Source document:
In 2021 total gas demand is projected to increase by 8% in China, fuelled by strong GDP growth, continuing coal-to-gas conversions and expanding gas infrastructure. The industrial sector remains the primary growth driver, accounting for nearly 40% of China’s demand expansion due to ongoing coal-to-gas conversions and recovering industrial activity. Power generation contributes about a quarter of the 2021 growth thanks to the continuing expansion of the gas-fired generation fleet. Residential and commercial users make up more than a fifth of the net demand growth, driven by new grid connections (and further boosted by a cold start to the year).
India saw a reversal of a tentative recovery that started in October 2020, and consumption growth rates registered y-o-y declines of 5%, 9% and 12% in December, January and February respectively. Falling demand was largely due to the steep rise in Asian spot LNG prices, which prompted price-sensitive users – especially in the refining and petrochemicals sector – to curtail gas consumption. In 2021 demand is set to rebound sharply and increase by 10% on the back of a strong economic recovery, new gas connections, improving infrastructure, growing domestic supply and a supportive policy environment. Nearly two-thirds of the net demand growth is expected to come from industrial users, while new city gas connections and growing compressed natural gas (CNG) consumption in the transport sector will account for the remaining increase. Barring a collapse in spot LNG prices in the rest of 2021, power sector gas consumption is likely to decrease from last year’s elevated levels.

Objective: Copy the gas demand outlook again, starting with "In 2021 total" and going on through "to the year).", and switch "primary growth driver" to "main source of growth". These entries were taken from a different source.

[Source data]
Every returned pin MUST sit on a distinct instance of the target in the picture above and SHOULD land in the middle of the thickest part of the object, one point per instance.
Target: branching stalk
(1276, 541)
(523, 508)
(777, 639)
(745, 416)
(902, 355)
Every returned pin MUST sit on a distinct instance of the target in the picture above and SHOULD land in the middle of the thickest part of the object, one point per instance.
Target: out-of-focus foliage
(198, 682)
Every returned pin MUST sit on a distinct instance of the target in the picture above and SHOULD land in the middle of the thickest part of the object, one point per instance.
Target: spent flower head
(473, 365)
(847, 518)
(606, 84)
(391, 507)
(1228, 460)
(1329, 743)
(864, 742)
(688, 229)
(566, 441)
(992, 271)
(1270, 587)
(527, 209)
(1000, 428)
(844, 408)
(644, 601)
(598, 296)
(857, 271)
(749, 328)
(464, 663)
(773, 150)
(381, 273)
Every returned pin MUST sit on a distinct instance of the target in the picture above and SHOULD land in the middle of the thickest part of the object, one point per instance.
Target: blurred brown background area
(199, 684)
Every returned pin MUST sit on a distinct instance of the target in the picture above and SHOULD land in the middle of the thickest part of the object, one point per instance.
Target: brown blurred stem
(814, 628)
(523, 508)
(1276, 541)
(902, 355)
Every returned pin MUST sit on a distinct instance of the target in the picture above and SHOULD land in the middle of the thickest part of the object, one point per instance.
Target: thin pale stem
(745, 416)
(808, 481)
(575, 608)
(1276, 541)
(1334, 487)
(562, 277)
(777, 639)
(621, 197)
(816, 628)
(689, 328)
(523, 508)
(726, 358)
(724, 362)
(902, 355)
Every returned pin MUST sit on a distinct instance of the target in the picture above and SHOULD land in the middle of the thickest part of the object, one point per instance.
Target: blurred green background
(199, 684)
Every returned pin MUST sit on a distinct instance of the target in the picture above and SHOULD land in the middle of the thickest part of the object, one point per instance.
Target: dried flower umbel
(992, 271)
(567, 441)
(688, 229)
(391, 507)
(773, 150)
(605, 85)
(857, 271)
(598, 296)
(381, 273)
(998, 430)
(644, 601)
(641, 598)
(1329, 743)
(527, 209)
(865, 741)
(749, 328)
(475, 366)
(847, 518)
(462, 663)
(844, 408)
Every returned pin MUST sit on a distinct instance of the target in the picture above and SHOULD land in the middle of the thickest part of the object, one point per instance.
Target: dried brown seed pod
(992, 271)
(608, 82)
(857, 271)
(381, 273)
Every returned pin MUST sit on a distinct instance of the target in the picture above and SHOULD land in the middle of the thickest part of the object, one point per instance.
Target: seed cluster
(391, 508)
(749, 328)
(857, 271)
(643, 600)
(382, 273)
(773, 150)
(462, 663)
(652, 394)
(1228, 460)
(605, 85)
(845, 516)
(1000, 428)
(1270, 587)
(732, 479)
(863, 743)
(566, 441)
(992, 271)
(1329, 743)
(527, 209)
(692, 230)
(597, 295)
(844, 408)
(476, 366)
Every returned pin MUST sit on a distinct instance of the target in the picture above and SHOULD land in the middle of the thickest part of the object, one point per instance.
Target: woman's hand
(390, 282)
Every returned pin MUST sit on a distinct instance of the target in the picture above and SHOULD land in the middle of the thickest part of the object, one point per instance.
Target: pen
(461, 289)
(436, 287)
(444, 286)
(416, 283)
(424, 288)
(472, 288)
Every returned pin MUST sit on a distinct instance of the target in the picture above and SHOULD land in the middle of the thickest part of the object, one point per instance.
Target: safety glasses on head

Solved problem:
In 2021 total gas demand is projected to increase by 8% in China, fuelled by strong GDP growth, continuing coal-to-gas conversions and expanding gas infrastructure. The industrial sector remains the main source of growth, accounting for nearly 40% of China’s demand expansion due to ongoing coal-to-gas conversions and recovering industrial activity. Power generation contributes about a quarter of the 2021 growth thanks to the continuing expansion of the gas-fired generation fleet. Residential and commercial users make up more than a fifth of the net demand growth, driven by new grid connections (and further boosted by a cold start to the year).